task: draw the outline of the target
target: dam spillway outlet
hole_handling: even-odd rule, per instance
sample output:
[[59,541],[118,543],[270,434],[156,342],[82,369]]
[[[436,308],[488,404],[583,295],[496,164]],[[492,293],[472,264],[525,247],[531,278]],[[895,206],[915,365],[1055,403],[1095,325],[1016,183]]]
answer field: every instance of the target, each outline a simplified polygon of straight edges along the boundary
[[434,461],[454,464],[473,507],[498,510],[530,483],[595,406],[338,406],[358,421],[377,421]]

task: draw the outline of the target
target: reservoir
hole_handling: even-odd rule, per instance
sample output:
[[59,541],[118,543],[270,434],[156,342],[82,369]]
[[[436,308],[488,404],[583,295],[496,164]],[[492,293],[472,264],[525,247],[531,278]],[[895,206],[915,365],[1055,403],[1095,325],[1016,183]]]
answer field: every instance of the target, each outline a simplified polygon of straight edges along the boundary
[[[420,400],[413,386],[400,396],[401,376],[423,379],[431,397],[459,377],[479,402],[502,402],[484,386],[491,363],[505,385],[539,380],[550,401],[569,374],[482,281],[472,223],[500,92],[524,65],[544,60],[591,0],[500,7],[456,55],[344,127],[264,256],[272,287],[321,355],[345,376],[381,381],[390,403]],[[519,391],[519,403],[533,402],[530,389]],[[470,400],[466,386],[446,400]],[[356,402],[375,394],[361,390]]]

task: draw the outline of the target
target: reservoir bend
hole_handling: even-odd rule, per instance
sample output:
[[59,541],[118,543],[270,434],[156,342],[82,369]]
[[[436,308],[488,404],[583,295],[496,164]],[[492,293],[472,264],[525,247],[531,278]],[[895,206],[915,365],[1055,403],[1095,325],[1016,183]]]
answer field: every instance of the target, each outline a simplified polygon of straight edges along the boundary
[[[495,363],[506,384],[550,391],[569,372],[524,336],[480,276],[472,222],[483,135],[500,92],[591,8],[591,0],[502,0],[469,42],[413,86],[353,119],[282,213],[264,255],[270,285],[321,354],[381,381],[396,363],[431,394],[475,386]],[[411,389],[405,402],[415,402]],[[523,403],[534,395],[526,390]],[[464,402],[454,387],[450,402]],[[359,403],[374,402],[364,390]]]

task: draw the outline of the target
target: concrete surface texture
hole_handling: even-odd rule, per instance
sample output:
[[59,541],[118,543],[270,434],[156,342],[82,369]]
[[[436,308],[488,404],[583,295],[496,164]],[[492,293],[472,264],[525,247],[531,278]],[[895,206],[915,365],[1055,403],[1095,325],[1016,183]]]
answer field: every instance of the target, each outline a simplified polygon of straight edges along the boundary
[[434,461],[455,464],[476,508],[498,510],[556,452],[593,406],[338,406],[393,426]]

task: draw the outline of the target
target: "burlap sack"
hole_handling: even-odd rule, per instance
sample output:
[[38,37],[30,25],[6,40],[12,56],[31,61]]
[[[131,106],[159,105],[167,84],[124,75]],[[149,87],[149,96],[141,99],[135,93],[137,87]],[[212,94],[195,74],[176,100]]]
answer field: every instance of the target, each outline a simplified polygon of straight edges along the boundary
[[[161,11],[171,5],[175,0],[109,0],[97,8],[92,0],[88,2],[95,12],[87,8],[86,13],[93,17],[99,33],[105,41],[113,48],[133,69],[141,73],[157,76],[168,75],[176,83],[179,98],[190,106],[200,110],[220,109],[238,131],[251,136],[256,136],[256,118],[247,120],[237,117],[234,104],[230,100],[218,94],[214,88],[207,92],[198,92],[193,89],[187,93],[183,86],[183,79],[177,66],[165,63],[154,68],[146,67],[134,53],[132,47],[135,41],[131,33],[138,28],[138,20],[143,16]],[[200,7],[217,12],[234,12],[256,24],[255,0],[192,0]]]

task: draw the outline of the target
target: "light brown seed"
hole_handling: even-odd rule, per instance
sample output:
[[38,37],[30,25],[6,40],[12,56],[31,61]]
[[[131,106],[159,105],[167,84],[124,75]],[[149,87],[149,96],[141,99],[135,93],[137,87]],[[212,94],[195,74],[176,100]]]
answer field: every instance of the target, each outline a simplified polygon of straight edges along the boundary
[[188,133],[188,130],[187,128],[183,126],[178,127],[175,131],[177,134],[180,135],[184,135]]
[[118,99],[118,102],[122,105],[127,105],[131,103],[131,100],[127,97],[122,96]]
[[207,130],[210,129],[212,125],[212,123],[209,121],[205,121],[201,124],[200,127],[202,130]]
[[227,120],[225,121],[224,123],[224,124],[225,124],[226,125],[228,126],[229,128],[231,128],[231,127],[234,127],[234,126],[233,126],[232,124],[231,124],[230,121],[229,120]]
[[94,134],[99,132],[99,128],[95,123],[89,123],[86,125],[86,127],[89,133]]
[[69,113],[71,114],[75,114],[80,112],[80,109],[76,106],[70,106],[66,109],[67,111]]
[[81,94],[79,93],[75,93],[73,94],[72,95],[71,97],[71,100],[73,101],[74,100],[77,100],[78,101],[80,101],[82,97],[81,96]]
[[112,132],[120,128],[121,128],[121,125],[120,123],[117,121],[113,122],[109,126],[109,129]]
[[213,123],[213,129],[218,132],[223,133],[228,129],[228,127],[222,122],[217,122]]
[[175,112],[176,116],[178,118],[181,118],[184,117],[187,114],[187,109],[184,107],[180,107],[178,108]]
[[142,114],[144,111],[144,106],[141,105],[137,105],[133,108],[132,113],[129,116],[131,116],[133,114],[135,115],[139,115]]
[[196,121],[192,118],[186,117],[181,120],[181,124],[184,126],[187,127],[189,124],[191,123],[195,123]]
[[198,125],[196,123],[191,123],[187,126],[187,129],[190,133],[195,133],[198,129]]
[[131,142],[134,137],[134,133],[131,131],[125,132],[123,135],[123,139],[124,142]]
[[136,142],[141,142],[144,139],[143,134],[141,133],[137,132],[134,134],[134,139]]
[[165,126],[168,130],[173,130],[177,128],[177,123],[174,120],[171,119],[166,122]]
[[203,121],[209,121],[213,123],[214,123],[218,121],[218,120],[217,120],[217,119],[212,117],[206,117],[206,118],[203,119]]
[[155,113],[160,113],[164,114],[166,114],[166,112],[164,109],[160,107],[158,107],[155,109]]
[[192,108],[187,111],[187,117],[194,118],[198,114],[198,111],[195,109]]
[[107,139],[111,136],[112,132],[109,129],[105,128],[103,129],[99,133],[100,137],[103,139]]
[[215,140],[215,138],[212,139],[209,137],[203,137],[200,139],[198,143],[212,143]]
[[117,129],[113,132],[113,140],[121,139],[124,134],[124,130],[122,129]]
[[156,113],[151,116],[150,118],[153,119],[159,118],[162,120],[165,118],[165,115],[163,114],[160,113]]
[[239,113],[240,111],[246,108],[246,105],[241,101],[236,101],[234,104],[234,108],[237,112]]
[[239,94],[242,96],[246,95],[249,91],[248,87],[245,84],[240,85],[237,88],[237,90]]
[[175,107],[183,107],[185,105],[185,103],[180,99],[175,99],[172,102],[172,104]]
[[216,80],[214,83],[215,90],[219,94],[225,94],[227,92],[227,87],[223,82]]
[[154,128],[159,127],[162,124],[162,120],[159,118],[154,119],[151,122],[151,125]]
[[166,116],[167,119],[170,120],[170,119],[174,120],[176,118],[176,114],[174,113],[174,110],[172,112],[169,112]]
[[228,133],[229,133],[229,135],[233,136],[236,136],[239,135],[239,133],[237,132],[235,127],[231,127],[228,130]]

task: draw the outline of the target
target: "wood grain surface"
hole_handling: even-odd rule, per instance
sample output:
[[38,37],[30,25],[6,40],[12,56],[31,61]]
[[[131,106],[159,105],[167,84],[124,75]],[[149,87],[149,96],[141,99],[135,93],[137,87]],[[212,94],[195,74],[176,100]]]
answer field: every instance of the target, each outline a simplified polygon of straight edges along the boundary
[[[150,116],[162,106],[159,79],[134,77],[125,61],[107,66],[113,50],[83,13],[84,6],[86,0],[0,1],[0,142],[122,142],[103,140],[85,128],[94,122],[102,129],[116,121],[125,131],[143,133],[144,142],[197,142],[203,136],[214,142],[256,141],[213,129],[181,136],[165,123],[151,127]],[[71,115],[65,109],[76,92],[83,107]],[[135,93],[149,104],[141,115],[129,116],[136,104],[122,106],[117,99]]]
================================
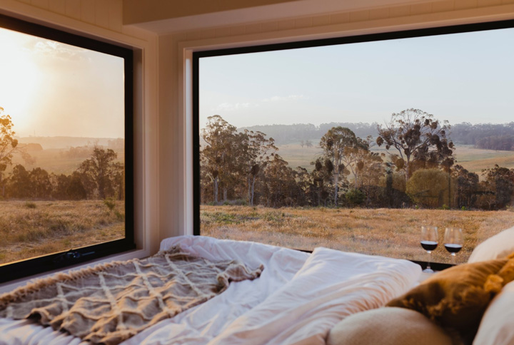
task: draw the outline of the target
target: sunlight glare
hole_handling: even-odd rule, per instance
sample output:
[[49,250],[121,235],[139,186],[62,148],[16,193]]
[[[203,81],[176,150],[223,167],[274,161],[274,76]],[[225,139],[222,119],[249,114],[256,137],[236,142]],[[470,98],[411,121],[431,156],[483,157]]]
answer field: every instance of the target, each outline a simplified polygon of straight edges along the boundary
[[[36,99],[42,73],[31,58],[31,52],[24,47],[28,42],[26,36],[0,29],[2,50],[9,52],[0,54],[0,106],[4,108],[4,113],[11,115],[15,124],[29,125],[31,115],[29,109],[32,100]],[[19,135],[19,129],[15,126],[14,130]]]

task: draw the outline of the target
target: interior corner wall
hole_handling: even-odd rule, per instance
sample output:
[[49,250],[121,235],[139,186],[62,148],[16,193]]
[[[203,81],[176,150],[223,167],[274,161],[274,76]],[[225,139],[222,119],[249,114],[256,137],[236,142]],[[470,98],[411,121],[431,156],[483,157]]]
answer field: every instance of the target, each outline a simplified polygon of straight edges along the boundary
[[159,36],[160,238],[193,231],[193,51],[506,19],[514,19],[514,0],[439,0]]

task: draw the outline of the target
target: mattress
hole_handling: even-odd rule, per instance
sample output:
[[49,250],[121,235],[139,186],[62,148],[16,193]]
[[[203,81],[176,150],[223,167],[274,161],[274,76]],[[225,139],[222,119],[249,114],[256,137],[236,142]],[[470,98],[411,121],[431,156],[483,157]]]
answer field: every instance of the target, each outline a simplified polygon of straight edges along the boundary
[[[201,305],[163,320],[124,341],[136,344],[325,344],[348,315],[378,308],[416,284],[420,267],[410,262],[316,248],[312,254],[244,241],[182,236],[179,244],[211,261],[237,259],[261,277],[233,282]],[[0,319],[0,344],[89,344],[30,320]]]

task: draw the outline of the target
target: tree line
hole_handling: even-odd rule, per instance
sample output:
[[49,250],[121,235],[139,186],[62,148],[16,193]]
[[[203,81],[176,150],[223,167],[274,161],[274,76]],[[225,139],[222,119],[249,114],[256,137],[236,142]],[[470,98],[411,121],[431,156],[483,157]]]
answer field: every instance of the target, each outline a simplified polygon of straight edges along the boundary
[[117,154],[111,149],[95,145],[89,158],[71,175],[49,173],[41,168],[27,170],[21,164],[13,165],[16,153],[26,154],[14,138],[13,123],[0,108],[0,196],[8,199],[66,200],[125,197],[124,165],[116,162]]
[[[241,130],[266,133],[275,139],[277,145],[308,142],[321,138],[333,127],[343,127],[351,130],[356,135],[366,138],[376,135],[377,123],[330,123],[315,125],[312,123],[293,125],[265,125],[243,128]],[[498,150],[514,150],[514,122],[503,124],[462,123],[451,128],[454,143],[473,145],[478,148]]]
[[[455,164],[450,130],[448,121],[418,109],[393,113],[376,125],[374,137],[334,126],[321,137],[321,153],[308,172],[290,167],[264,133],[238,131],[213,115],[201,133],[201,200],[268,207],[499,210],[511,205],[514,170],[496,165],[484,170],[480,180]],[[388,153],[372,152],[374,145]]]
================================
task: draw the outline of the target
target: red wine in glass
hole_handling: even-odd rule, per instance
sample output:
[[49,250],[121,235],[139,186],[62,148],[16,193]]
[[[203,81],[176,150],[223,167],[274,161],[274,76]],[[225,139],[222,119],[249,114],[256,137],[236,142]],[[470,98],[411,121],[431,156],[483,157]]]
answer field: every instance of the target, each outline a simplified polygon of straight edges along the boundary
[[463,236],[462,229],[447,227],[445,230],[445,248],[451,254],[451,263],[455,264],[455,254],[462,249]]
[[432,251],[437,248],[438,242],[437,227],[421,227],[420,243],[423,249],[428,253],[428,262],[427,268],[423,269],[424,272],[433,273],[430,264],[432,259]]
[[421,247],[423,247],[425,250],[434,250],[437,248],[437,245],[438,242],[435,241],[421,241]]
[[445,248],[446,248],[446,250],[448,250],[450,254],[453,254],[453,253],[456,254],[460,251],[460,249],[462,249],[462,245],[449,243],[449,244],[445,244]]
================================
Identify every line in the listing above that contains the string "surface", and copy each of those lines.

■ **Result of the exercise**
target: concrete surface texture
target: "wood grain surface"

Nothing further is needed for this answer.